Output every entry exactly as written.

Listed entries start

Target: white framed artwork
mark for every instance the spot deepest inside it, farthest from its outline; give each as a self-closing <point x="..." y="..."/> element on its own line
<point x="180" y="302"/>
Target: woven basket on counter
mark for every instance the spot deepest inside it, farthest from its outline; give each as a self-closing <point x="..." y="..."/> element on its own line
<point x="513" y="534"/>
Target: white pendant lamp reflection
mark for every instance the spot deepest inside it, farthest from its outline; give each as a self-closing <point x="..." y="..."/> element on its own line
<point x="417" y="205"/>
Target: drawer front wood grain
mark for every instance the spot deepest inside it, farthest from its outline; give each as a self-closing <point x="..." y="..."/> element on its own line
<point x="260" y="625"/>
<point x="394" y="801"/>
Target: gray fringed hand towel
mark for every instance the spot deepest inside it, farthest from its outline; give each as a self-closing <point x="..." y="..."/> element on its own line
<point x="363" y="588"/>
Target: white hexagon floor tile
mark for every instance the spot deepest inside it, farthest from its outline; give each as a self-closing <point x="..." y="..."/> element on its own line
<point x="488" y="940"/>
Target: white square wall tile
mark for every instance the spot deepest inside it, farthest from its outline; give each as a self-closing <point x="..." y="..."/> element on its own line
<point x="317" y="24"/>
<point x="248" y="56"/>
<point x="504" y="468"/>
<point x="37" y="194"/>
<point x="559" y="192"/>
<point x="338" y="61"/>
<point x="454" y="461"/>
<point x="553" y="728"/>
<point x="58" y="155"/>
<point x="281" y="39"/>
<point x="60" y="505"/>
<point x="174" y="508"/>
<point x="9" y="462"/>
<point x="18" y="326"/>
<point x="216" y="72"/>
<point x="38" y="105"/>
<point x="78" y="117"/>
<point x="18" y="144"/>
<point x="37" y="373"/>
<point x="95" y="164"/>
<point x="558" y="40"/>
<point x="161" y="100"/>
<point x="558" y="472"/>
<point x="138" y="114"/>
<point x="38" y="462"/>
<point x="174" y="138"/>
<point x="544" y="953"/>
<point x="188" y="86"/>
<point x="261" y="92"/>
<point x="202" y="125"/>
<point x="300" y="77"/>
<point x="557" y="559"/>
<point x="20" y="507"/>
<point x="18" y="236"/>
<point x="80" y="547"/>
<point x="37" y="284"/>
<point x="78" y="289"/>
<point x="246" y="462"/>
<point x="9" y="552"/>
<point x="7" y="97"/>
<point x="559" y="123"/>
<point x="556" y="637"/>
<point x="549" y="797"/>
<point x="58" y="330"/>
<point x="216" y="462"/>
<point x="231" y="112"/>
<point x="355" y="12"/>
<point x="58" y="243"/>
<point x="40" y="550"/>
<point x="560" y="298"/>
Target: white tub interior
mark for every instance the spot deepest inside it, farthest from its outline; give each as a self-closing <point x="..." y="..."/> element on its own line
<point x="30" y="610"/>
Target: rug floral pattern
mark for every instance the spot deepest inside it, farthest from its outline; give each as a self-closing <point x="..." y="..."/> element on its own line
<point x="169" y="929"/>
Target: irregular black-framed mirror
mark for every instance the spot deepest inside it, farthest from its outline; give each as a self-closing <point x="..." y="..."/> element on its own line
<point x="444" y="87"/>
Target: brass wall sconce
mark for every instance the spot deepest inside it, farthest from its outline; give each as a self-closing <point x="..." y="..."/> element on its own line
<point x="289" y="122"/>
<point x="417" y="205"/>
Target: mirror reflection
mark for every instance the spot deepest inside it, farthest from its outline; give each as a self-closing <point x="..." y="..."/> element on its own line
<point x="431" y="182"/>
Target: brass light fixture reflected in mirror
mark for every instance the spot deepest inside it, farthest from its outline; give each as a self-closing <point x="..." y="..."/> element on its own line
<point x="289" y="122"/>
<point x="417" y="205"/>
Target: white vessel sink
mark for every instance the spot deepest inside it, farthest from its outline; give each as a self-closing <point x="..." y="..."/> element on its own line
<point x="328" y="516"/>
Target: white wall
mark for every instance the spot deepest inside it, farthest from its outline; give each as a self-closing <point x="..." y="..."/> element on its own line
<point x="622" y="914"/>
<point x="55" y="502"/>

Listed entries end

Solution for this exercise:
Target: white framed artwork
mark for every instance the spot deepest inside it, farthest from its outline; give each as a self-closing <point x="..." y="..."/> element on its own line
<point x="180" y="302"/>
Target: woven basket on counter
mark for every instance the spot deepest inside it, farthest from its outline; give each as a self-closing <point x="..." y="..."/> element on its own line
<point x="513" y="534"/>
Target: white pendant lamp reflection
mark for every instance the spot deepest inside it, farthest from its outline; give each as a self-closing <point x="..." y="..."/> element on its own line
<point x="417" y="205"/>
Target: drawer front wood grain
mark for every instance the spot deepest inside it, farthest from its outline; give each as a self-closing <point x="..." y="..."/> element on its own line
<point x="260" y="625"/>
<point x="394" y="801"/>
Target: gray fringed hand towel
mark for every instance the spot deepest inside it, farthest from its outline; give each as a self-closing <point x="..." y="..."/> element on its own line
<point x="363" y="588"/>
Target: white hexagon floor tile
mark for every instance the spot deepest inside it, farthest from its outline; give each as a self-closing <point x="..." y="..."/> element on its own line
<point x="488" y="940"/>
Target: white square wall tile
mark for every instance the spot deepest inside it, farthest from its outline; give each as a self-closing <point x="..." y="..."/> element on its own line
<point x="317" y="24"/>
<point x="248" y="56"/>
<point x="504" y="468"/>
<point x="37" y="194"/>
<point x="559" y="192"/>
<point x="338" y="61"/>
<point x="454" y="461"/>
<point x="553" y="728"/>
<point x="58" y="155"/>
<point x="281" y="39"/>
<point x="60" y="505"/>
<point x="174" y="508"/>
<point x="9" y="462"/>
<point x="18" y="326"/>
<point x="216" y="72"/>
<point x="38" y="105"/>
<point x="78" y="117"/>
<point x="18" y="144"/>
<point x="37" y="373"/>
<point x="95" y="164"/>
<point x="558" y="40"/>
<point x="161" y="100"/>
<point x="558" y="472"/>
<point x="138" y="114"/>
<point x="38" y="462"/>
<point x="174" y="138"/>
<point x="544" y="953"/>
<point x="188" y="86"/>
<point x="261" y="92"/>
<point x="202" y="125"/>
<point x="300" y="77"/>
<point x="557" y="559"/>
<point x="20" y="507"/>
<point x="18" y="236"/>
<point x="80" y="547"/>
<point x="37" y="284"/>
<point x="78" y="289"/>
<point x="246" y="462"/>
<point x="9" y="552"/>
<point x="7" y="97"/>
<point x="559" y="123"/>
<point x="556" y="637"/>
<point x="549" y="797"/>
<point x="58" y="330"/>
<point x="216" y="462"/>
<point x="231" y="112"/>
<point x="355" y="12"/>
<point x="58" y="243"/>
<point x="40" y="550"/>
<point x="560" y="298"/>
Target: white tub interior
mark for every instance the spot deepest inside it, farthest from its outline; give each as a self-closing <point x="..." y="..."/> element on its own line
<point x="30" y="610"/>
Target: rug floral pattern
mark for every instance the spot deepest inside it, farthest from its outline; give each as a self-closing <point x="..." y="..."/> element on its own line
<point x="169" y="929"/>
Target: irregular black-framed mirror
mark for every instance the spot deepest inside it, farthest from its outline; give each as a self-closing <point x="..." y="..."/> element on its own line
<point x="444" y="87"/>
Target: brass wall sconce
mark for every instance the spot deepest inside it, farthest from its outline; give each as a self-closing <point x="..." y="..."/> element on its own line
<point x="289" y="122"/>
<point x="417" y="205"/>
Target: mirror reflection
mark for every instance the spot deepest inside it, farthest from its outline; give each as a self-closing <point x="..." y="..."/> element on its own line
<point x="431" y="182"/>
Target: brass light fixture reflected in mirror
mark for every instance the spot deepest inside it, farthest from its outline; give each as a self-closing <point x="..." y="..."/> element on its own line
<point x="289" y="122"/>
<point x="417" y="205"/>
Target: white vessel sink
mark for every instance the spot deepest inside it, farthest from its outline; give each as a self-closing <point x="..." y="..."/> element on its own line
<point x="328" y="516"/>
Target: white wall
mark for every instance the spot deepest inside it, farthest from its outline; give each as a self-closing <point x="..." y="..."/> element on its own line
<point x="622" y="914"/>
<point x="55" y="502"/>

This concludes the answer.